── TEXTE FOURNI
Jeu de mots et politique dans les productions culturelles francophones postcoloniales (Afrique, Caraïbes, Banlieues françaises)

Author: ORCID icon orcid.org/0000-0003-1133-0622
Tsakeu Mazan, Stephanie Diane, French - Graduate School of Arts and Sciences, University of Virginia
Advisor:
Kandioura, Drame, French, University of Virginia
Abstract:

La réflexion, que j’amorce sur le jeu de mots et le politique dans les productions culturelles francophones postcoloniales d’Afrique et de ses diasporas, relance le débat sur la finalité de l’art et d’autre part sur celui des tactiques d’écriture qu’emploient les artistes de l’espace ciblé pour donner du plaisir à leur public tout en passant implicitement un message d’ordre politique. Le jeu de mots nécessite toujours un déchiffrement. Il renvoie de façon consubstantielle à l’allusion et au non-dit. Sa finalité ne peut être saisie qu’en configuration, c’est-à-dire en tenant compte du contexte et du co-texte de l’énoncé. Pour Bruno de Foucault, sa magie et son pouvoir dépendent de la capacité du lecteur ou de l’auditoire à le reconnaître. Pour Françoise Rullier-Theuret, il existe une intelligence entre le raconteur du jeu de mots et son public, affirmation qui met en exergue l’importance de la performance artistique dans la reconnaissance et le décryptage du jeu de mots. Dans les productions culturelles ciblées, la consommation du discours se fait en différer. Pour ce faire, la barrière culturelle peut empêcher les consommateurs qui ne maîtrisent pas la subtilité du langage de l’énonciateur, l’écrivain et le musicien dans le cas d’espèce, d’être en mesure de saisir le sens caché de ces énoncés. Ce qui nous ramène à la déclaration de Jean-Pierre Makhouta-Mboukou selon laquelle les richesses de la littérature africaine ne peuvent être inventoriées que de l’intérieur.
Pour Bruno de Foucault, le jeu de mots est considéré comme ayant pris que lorsque la transformation opérée par la créativité de l’auteur est perçue par l’auditeur. Dans les formes artistiques modernes, comme c’est le cas des textes francophones sur lesquels portent ma recherche, il est difficile de vérifier cet argument qu’énonce Bruno de Foucault étant donné que l’auteur ne récite son texte, ni ne chante forcément en présence de son auditoire. La manipulation de la langue française par les artistes francophones dans les textes choisis est perceptible au niveau de la graphie ou de la diction. Pour preuve, l’humour, qui résulte du jeu fait sur les mots et expressions de la langue française, est l’un thèmes majeurs de la littérature francophone d’Afrique et de ses diasporas.
────
── LIGNES EXTRAITES
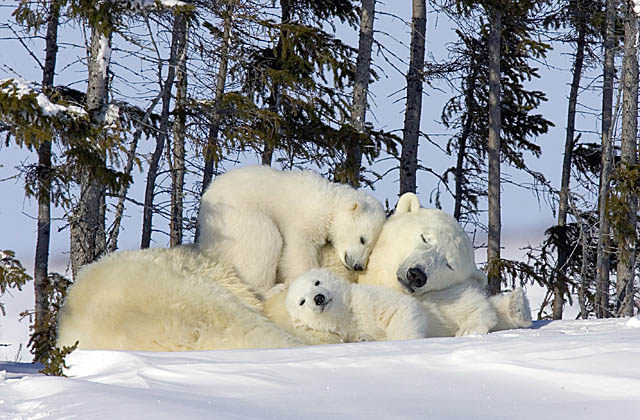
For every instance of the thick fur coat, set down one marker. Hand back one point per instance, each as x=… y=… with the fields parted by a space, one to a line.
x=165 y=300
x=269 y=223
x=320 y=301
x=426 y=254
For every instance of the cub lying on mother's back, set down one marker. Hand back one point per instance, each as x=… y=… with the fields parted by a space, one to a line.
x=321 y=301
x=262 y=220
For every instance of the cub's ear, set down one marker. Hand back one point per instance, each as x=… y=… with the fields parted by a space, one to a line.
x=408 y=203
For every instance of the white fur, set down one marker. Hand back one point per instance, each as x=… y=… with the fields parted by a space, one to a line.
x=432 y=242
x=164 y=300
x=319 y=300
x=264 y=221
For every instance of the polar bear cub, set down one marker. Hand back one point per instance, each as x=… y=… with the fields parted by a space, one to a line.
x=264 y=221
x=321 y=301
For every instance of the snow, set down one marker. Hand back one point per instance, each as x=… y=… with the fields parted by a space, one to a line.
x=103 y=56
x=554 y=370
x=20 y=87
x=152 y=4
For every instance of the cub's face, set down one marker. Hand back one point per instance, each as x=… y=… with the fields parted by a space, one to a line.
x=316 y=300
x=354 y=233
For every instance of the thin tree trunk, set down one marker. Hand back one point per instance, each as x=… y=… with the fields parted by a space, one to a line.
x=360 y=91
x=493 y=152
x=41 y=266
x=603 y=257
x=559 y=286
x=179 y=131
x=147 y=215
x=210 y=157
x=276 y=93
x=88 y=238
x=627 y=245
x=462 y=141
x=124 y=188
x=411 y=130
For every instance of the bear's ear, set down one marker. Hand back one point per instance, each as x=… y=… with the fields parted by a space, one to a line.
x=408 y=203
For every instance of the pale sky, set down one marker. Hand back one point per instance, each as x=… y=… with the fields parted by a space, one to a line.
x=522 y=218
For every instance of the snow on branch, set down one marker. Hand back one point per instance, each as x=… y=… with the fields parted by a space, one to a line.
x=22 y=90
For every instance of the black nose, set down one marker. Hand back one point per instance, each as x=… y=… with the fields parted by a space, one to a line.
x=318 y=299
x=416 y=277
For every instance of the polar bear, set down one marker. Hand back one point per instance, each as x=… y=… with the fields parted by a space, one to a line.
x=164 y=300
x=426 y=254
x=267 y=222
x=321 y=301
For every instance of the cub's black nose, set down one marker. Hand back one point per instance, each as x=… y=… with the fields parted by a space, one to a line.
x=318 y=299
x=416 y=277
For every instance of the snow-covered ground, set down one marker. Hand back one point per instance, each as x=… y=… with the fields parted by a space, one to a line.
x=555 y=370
────
── LIGNES EXTRAITES
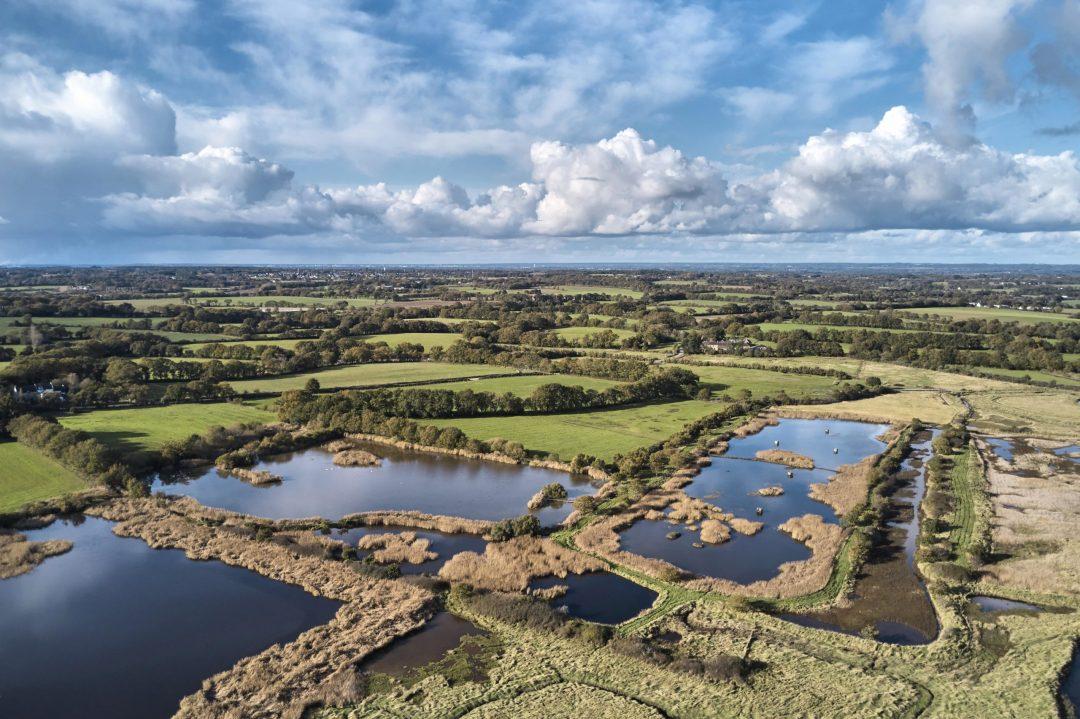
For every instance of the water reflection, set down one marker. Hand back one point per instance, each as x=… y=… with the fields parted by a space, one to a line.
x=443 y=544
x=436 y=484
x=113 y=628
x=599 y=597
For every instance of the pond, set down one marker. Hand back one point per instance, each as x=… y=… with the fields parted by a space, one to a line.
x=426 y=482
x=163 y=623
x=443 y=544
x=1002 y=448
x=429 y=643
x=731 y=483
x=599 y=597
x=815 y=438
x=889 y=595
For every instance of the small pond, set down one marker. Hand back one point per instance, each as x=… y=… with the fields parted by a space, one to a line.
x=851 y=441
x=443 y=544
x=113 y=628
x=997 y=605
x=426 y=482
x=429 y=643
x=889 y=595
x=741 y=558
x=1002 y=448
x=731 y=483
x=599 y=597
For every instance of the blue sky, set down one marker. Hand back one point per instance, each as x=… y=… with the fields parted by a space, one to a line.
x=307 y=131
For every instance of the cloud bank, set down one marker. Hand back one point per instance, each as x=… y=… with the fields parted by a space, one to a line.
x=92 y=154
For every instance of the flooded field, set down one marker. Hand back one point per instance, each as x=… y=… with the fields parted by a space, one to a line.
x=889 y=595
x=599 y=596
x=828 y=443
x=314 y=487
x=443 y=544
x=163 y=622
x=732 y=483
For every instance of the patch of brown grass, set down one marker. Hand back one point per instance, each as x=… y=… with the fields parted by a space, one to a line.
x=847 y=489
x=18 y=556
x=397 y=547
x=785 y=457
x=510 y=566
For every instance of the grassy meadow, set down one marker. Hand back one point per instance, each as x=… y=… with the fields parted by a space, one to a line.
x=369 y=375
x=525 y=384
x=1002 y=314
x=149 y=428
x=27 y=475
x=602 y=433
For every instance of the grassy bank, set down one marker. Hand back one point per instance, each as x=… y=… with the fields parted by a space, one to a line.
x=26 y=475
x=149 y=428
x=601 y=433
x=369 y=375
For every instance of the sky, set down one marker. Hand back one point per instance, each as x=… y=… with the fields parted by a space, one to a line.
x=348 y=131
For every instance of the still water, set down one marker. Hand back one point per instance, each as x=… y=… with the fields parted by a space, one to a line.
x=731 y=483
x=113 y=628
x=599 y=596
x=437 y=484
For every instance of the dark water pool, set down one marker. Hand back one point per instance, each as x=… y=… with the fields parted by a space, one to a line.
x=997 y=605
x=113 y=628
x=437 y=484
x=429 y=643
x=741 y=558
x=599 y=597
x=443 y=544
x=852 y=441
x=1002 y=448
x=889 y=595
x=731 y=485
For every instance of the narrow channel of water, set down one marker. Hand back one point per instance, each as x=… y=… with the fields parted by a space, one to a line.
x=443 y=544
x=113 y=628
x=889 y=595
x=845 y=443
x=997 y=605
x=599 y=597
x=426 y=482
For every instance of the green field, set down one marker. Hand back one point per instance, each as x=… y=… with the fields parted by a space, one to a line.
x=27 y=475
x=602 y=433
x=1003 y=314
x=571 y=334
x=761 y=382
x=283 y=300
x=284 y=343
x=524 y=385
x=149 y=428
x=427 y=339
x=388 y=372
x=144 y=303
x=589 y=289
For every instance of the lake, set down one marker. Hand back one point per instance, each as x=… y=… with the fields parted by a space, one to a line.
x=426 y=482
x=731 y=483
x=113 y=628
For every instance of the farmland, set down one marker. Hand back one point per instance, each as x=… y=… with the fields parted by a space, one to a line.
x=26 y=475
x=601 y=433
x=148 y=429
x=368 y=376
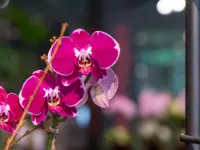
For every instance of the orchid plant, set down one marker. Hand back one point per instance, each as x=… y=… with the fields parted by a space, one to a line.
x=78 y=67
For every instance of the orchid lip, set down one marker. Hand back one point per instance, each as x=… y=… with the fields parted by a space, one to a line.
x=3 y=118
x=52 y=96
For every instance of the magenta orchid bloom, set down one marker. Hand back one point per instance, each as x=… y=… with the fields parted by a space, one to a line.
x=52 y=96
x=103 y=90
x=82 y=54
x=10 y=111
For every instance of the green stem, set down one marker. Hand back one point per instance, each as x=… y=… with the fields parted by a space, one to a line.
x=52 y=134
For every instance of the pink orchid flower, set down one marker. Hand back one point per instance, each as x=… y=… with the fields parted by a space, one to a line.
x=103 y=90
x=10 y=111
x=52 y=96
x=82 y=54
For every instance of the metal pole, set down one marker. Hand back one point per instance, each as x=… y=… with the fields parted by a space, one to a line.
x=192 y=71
────
── LIGNES EXTRAITES
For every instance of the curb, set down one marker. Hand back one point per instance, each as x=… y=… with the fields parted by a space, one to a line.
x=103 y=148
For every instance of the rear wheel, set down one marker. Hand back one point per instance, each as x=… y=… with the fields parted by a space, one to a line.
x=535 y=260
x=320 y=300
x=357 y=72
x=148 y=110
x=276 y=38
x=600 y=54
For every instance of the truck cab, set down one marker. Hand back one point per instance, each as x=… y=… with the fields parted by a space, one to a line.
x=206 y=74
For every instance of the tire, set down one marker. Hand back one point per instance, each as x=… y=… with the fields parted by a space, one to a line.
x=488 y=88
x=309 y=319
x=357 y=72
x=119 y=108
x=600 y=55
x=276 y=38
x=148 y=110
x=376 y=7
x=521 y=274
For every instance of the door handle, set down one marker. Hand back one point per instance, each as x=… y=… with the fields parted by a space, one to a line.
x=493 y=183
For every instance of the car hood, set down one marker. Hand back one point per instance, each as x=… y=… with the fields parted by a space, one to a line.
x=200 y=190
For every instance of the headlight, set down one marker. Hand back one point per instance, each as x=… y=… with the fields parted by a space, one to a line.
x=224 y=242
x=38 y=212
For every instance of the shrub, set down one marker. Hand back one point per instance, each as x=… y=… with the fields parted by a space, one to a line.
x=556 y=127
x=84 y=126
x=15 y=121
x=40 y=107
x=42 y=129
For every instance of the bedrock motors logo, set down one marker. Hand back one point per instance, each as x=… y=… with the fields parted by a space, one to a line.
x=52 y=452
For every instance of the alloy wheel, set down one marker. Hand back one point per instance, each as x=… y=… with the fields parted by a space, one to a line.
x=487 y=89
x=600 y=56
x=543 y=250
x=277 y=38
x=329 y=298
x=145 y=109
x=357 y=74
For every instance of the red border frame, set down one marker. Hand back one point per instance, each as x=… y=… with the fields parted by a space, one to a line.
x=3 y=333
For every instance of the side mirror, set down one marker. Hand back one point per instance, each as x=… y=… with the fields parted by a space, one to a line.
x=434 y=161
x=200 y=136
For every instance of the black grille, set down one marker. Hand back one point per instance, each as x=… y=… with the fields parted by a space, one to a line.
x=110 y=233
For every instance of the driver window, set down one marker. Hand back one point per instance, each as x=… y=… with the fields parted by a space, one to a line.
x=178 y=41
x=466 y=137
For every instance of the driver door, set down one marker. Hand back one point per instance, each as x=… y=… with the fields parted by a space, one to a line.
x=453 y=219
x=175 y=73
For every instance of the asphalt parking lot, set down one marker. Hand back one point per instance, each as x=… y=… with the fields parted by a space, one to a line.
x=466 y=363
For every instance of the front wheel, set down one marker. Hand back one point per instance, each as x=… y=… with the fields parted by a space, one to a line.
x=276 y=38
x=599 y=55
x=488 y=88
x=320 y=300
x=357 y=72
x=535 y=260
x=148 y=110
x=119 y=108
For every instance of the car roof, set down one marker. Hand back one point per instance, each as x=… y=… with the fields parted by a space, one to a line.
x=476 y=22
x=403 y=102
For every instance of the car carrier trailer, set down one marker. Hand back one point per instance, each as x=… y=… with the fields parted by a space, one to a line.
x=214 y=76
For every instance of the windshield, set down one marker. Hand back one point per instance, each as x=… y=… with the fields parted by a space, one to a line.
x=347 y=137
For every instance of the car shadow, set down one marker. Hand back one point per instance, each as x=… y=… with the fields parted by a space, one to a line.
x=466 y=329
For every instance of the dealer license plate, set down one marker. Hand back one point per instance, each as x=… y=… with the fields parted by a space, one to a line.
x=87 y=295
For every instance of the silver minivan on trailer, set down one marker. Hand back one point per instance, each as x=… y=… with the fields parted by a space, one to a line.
────
• TRAVAIL À FAIRE
Reprenez le texte sur le jeu de mots et le politique dans les productions culturelles francophones postcoloniales en le prolongeant à partir de sa dernière phrase.

• RÉSULTAT DE L'EXERCICE
L’humour/le rire est généralement perçu comme un élément esthétique, surtout culturel chez les Africains. Cependant, sa portée politique n’est pas toujours prise en compte. La piste que j’explore ici est celle du jeu et du comique des mots et leur rapport au politique, ayant en tête les dires de l’écrivain congolais Emmanuel Dongala selon lesquels « Nous rions pour ne pas pleurer […] On ne se prend pas au sérieux tout en disant des choses sérieuses ». L’idée selon laquelle l’Africain ne rougit pas, mais au contraire sourit face au mépris multiséculaire auquel il est confronté dans le règne impérial, peut être avancée. Ma thèse a pour principal objectif de démontrer que la fonction du jeu de mots dans les productions culturelles francophones est cosmétique, au sens barthésien du terme. C’est une stratégie esthétique qui expose en soubassement les questions sensibles comme l’impérialisme qui traverse le temps et l’espace. Pour mener à bien cette recherche sur le jeu de mots et le politique, le concept de paradigme de l’enroulement fantomal développé par Achille Mbembé, qui questionne les pratiques et le discours impériaux de l’esclavage à la banlieue française en passant par la colonie, me sert de grille de lecture.
Cette thèse s’organise autour de trois grands axes. La première partie porte sur les jeux de mots dans le roman de la période coloniale, période pendant laquelle la littérature est surtout perçue comme une arme de libération ou d’affirmation du moi africain nié par le discours impérial raciste. La deuxième partie s’intéresse d’une part à la déconstruction des stéréotypes élaborés sur l’Afrique avec lesquels les artistes jouent allégrement et d’autre part à la représentation de la guerre au courant de la décennie noire africaine, sous le prisme du jeu fait sur les mots. La troisième partie se penche sur les textes littéraires et musicaux où les artistes questionnent l’hégémonie du français classique, culturellement et politiquement parlant, en Afrique et dans la province française.

Degree:
PHD (Doctor of Philosophy)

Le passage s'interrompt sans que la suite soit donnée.